__Exercise data__
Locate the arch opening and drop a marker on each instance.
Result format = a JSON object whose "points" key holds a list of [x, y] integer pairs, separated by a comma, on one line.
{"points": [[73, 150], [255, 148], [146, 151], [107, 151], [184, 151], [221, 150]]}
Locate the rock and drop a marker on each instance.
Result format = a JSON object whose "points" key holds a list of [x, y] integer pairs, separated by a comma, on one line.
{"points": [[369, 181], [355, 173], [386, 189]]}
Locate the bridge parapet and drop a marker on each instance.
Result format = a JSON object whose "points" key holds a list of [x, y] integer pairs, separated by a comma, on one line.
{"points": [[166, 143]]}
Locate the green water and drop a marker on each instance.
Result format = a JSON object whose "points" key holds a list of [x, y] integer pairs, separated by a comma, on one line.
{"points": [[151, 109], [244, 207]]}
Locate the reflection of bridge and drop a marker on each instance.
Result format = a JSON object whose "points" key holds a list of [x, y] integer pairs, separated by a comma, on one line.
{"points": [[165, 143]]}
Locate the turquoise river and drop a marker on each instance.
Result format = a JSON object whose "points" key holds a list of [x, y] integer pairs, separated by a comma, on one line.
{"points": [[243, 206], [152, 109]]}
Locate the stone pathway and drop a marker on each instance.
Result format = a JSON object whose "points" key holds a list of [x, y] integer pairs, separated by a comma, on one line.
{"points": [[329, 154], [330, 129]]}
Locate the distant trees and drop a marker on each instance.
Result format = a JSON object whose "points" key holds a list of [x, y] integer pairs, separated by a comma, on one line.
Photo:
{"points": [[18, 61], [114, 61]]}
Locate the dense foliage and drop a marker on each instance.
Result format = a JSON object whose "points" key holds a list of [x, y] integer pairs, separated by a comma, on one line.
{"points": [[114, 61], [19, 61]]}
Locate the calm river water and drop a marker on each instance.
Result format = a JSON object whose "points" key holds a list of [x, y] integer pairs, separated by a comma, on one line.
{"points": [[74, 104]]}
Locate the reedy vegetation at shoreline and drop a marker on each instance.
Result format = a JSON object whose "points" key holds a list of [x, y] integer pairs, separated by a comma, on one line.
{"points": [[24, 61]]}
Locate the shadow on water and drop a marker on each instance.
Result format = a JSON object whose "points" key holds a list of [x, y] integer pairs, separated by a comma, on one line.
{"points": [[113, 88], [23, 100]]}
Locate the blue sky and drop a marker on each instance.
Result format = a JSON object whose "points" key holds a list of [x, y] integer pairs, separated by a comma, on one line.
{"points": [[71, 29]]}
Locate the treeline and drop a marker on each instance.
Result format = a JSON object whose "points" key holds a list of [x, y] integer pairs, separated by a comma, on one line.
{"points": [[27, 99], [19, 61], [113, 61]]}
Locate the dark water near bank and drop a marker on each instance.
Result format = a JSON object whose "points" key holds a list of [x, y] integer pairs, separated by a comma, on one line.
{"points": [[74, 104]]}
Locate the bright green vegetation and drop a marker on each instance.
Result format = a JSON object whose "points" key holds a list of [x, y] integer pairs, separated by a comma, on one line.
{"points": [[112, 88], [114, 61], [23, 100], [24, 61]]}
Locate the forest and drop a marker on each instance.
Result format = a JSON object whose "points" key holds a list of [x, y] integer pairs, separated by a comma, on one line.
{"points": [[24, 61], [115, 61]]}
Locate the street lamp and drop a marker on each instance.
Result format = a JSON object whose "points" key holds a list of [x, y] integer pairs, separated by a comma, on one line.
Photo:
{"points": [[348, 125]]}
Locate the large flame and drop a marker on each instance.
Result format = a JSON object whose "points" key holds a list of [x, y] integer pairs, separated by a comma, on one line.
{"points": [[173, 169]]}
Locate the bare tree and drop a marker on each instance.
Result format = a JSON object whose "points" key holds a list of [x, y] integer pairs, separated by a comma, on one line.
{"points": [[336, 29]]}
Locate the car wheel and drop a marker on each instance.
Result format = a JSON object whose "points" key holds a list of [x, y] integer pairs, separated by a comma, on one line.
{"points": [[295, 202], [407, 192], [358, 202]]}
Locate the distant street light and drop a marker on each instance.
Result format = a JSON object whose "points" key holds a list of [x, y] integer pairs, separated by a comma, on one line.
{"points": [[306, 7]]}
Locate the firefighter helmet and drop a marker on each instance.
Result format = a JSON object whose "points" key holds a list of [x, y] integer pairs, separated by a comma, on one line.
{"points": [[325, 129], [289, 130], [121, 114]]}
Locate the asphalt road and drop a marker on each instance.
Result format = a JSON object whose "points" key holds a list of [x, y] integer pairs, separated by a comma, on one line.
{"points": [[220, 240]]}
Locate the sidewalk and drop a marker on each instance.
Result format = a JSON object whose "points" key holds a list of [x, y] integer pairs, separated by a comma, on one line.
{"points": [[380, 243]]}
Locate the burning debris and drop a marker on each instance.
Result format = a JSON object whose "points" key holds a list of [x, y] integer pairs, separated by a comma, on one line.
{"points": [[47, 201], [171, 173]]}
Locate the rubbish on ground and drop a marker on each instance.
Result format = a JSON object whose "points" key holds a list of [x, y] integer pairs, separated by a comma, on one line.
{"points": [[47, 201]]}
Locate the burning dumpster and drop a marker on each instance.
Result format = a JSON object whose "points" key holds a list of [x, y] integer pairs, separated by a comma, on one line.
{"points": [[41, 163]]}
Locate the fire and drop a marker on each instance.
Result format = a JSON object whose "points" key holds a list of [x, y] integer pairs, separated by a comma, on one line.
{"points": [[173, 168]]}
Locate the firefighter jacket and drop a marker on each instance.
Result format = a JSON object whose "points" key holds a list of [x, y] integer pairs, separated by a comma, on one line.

__Task requirements__
Every line of the material must be returned exactly as it appears.

__Correct result__
Locate the arch opening and drop a marker on each instance.
Result format = a JSON object whose "points" key holds a list of [x, y] integer pairs, separated by a comma, on one line.
{"points": [[73, 150], [255, 148], [146, 151], [107, 151], [184, 151], [221, 150]]}
Locate the rock and drop a marker on each instance.
Result format = a JSON object whose "points" key holds a list of [x, y] integer pairs, separated by a comma, on one line.
{"points": [[369, 181], [355, 173], [386, 189]]}
Locate the bridge parapet and drop a marker on each instance.
Result format = a JSON object whose "points" key holds a list of [x, y] integer pairs, separated by a comma, on one line.
{"points": [[166, 143]]}
Locate the green water and drop a marker on each instance.
Result format = a JSON object whose "points" key holds a list of [x, y] integer pairs, separated by a comma, on one line.
{"points": [[151, 109], [244, 207]]}
Locate the reflection of bridge and drop a marker on each instance.
Result format = a JSON object whose "points" key holds a list of [x, y] integer pairs, separated by a comma, on one line.
{"points": [[165, 143]]}
Locate the turquoise river and drop a marker on each instance.
Result format = a JSON object whose "points" key holds a list of [x, y] integer pairs, separated by a comma, on one line.
{"points": [[243, 206], [152, 109]]}
Locate the stone pathway and drop a marker on each instance.
Result format = a JSON object whose "points" key holds a list of [x, y] integer pairs, separated by a comma, on one line.
{"points": [[329, 154], [330, 129]]}
Locate the distant trees and drop a marker on each instance.
Result format = a JSON object whose "points" key holds a list of [x, y] integer pairs, separated by a comma, on one line.
Photo:
{"points": [[18, 61], [114, 61]]}
Locate the dense foliage and drop a marker on each instance.
Result format = a JSON object whose "points" key holds a list of [x, y] integer pairs, separated by a comma, on one line.
{"points": [[114, 61], [19, 61]]}
Locate the calm river water and drop a marker on each instance.
Result format = a JSON object whose "points" key holds a list of [x, y] integer pairs, separated by a comma, on one line.
{"points": [[74, 104]]}
Locate the reedy vegetation at shoreline and drop a marker on each instance.
Result format = a JSON object whose "points" key holds a list of [x, y] integer pairs, separated by a comma, on one line.
{"points": [[24, 61]]}
Locate the shadow on water and drop a marker on each instance.
Result format = a JSON object whose "points" key holds a list of [x, y] integer pairs, separated by a comma, on one line.
{"points": [[113, 88], [23, 100]]}
Locate the blue sky and drop a marker on each instance.
Result format = a JSON object whose "points" key holds a list of [x, y] integer pairs, separated by a comma, on one line.
{"points": [[71, 29]]}
Locate the treeline and drop a marker on each instance.
Result format = a JSON object whose "points" key holds a list of [x, y] integer pairs, separated by a comma, on one line.
{"points": [[27, 99], [19, 61], [113, 61]]}
Locate the dark water near bank and drop a marker on each instance.
Result format = a JSON object whose "points" key holds a list of [x, y] integer pairs, separated by a comma, on one line.
{"points": [[74, 104]]}
Locate the bright green vegetation and drop a marker on each instance.
Result format = a JSON object whose "points" key holds a list of [x, y] integer pairs, separated by a comma, on one line.
{"points": [[112, 88], [114, 61], [23, 100], [24, 61]]}
Locate the forest and drop a marker on each instance.
Result format = a JSON object whose "points" key holds a list of [x, y] integer pairs, separated by a comma, on one line.
{"points": [[24, 61], [115, 61]]}
Locate the street lamp and drop a marker on each instance.
Result format = a JSON object whose "points" key holds a list of [x, y] integer pairs, separated by a comma, on one line.
Photo:
{"points": [[348, 125]]}
Locate the large flame and drop a marker on each instance.
Result format = a JSON object whose "points" key holds a list of [x, y] integer pairs, separated by a comma, on one line.
{"points": [[173, 169]]}
Locate the bare tree and drop a marker on each instance.
Result format = a JSON object whose "points" key holds a list of [x, y] integer pairs, separated by a comma, on one line.
{"points": [[336, 29]]}
Locate the car wheel and drop a marker on each instance.
Result format = a JSON object whose "points" key holds a list of [x, y] integer pairs, separated by a comma, on one line.
{"points": [[295, 202], [407, 192], [358, 202]]}
Locate the distant street light and drop a marker on each instance.
Result format = a JSON object whose "points" key holds a list of [x, y] integer pairs, separated by a comma, on one line.
{"points": [[306, 7]]}
Locate the firefighter helmet and drop a marker on each instance.
Result format = a JSON object whose "points" key holds a list of [x, y] integer pairs, separated by a comma, on one line.
{"points": [[325, 129], [289, 130], [121, 114]]}
Locate the asphalt road and drop a marker on each instance.
Result format = a JSON object whose "points" key holds a list of [x, y] integer pairs, separated by a comma, on one line.
{"points": [[220, 240]]}
Locate the sidewalk and drop a marker on each instance.
Result format = a JSON object whose "points" key holds a list of [x, y] integer pairs, separated by a comma, on one line.
{"points": [[380, 243]]}
Locate the burning debris and drop a marker on each instance.
Result format = a JSON object whose "points" key holds a list of [x, y] integer pairs, separated by a comma, on one line.
{"points": [[47, 201], [171, 173]]}
Locate the rubbish on ground and drop a marker on each instance.
Result format = a JSON object whose "points" key holds a list of [x, y] integer pairs, separated by a comma, on one line.
{"points": [[47, 201]]}
Locate the burning dumpster and drop a marker on each instance.
Result format = a JSON object whose "points" key holds a list of [x, y] integer pairs, separated by a comma, on one line.
{"points": [[41, 163]]}
Locate the fire and drop a marker on each instance.
Result format = a JSON object whose "points" key holds a list of [x, y] integer pairs, separated by a comma, on one line.
{"points": [[173, 168]]}
Locate the firefighter jacket and drop a marker on each instance.
Result format = a JSON object whose "points" key holds a list of [x, y] integer pairs, separated by a comma, on one line.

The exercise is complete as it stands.